--- start ENTRIES SUPPLIED ---

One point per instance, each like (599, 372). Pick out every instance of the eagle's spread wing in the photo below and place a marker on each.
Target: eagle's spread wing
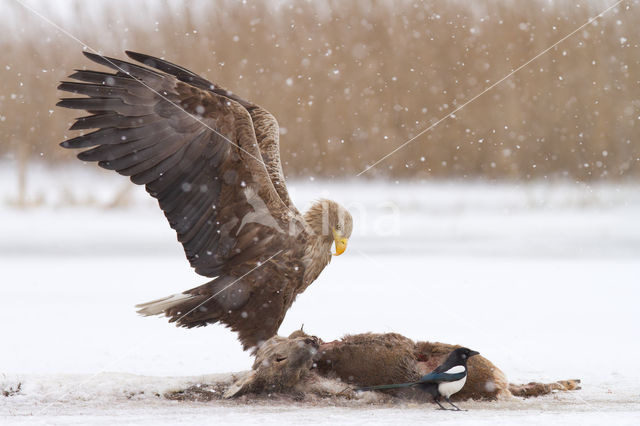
(211, 160)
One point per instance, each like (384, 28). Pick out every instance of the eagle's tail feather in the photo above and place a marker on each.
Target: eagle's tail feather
(179, 307)
(378, 387)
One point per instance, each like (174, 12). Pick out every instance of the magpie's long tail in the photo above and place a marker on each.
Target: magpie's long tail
(399, 385)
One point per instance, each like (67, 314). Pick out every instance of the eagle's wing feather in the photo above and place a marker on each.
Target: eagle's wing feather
(265, 125)
(212, 162)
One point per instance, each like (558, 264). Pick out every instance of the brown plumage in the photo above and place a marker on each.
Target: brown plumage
(212, 161)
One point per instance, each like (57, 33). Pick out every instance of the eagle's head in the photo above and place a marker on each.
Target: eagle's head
(332, 222)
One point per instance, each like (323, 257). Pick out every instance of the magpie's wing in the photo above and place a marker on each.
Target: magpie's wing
(435, 377)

--- end ENTRIES SUPPLIED ---

### PROBLEM DETAILS:
Reproduce all of the data above word for word, leaving out the pictures.

### RESPONSE:
One point per instance, each like (599, 372). Pick out every instance of the eagle's spread wing in the photo below and place a marker on each.
Target: eagle's spread wing
(211, 160)
One point per instance, each like (384, 28). Pick out every instance of the eagle's tail feather in the photo above and place a marker on each.
Target: eagle's tail feather
(179, 307)
(378, 387)
One point per instance, each like (174, 12). Pick out every instance of the magpie's long tail in the photo above and place a marker on each.
Target: magpie's long tail
(399, 385)
One point per instance, each like (67, 314). Pick out every instance of the eagle's wing feather in the photo above and place a marker on each.
Target: eagle's wing feather
(265, 125)
(212, 162)
One point per instance, each like (558, 264). Pick out every instance of the brown plumage in the photo above and place a marker on each.
Target: brown plumage
(212, 161)
One point per instance, each like (57, 33). Pick out every instance of the eagle's head in the photo above and place a marker on each.
Target: eagle's head
(332, 222)
One point per instance, each like (323, 257). Pick out every instance of the magpie's wing in the photo above and place a marker on each.
Target: magpie's wing
(435, 377)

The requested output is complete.